> **Task goal**
Search the listing below for the word "green" and return each line that contains it.

> **Provided data**
▼

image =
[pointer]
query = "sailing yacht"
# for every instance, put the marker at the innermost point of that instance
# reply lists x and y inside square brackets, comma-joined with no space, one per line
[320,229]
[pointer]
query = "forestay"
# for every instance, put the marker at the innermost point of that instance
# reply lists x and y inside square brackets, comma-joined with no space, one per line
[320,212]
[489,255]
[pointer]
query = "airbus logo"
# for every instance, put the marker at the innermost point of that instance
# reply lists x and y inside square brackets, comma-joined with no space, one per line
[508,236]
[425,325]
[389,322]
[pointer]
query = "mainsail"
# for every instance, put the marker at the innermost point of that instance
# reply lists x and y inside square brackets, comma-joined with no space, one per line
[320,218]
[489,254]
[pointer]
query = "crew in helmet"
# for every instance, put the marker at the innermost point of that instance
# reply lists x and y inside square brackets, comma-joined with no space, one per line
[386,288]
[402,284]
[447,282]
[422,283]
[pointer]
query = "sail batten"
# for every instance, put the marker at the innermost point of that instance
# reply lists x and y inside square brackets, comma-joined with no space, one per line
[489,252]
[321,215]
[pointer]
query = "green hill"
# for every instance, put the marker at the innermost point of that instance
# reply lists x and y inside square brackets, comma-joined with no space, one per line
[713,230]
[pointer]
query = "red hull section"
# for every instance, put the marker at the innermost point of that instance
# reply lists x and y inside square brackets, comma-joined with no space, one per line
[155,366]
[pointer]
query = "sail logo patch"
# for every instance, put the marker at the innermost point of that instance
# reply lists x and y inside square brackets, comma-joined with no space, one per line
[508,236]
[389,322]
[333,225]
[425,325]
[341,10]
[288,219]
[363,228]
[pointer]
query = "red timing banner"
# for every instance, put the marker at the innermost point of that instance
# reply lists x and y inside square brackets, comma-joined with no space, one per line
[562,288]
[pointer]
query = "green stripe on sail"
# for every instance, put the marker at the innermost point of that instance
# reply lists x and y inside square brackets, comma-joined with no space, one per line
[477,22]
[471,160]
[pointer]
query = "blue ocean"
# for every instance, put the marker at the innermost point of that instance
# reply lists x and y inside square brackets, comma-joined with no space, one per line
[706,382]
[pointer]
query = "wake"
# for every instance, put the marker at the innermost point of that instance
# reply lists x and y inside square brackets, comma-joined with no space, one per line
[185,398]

▲

> **Exercise solution**
query = "green hill"
query = "green stripe on sail"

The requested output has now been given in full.